→ **Goal**: Retype all of the data below character for character, but leave out the picture.

# # # #

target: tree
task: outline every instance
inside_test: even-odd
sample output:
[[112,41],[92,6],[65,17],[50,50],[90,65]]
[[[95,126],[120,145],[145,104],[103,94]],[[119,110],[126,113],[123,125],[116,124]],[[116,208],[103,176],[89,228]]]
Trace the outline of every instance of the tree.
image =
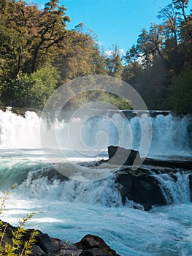
[[188,6],[188,0],[172,0],[172,4],[175,9],[181,10],[184,20],[186,21],[187,15],[185,9]]
[[183,70],[169,88],[171,109],[179,114],[192,114],[192,72]]
[[70,21],[70,18],[65,15],[66,9],[60,7],[58,3],[58,0],[50,1],[39,13],[37,24],[37,33],[34,35],[32,72],[36,70],[39,52],[46,51],[53,45],[58,44],[65,36],[66,22]]
[[111,76],[120,77],[123,69],[122,58],[120,58],[120,53],[117,45],[112,45],[105,61],[108,74]]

# # # #

→ **Reply to the exercise**:
target: tree
task: outline every instance
inside_test: even-odd
sample output:
[[112,41],[92,6],[65,17],[50,50],[90,65]]
[[[95,126],[120,145],[145,104],[103,94]],[[119,110],[126,113],[123,125],[116,124]],[[116,208],[103,176],[89,228]]]
Trace the outline of every instance of the tree.
image =
[[188,6],[188,0],[172,0],[172,4],[175,9],[181,10],[184,20],[186,21],[187,15],[185,9]]
[[183,70],[169,88],[171,109],[179,114],[192,114],[192,72]]
[[70,21],[70,18],[65,15],[66,9],[60,7],[58,3],[58,0],[50,1],[39,13],[37,24],[37,33],[34,35],[32,72],[36,70],[39,52],[46,51],[53,45],[58,44],[65,36],[66,22]]
[[111,76],[120,77],[123,69],[122,58],[120,58],[120,53],[117,45],[112,45],[105,61],[108,74]]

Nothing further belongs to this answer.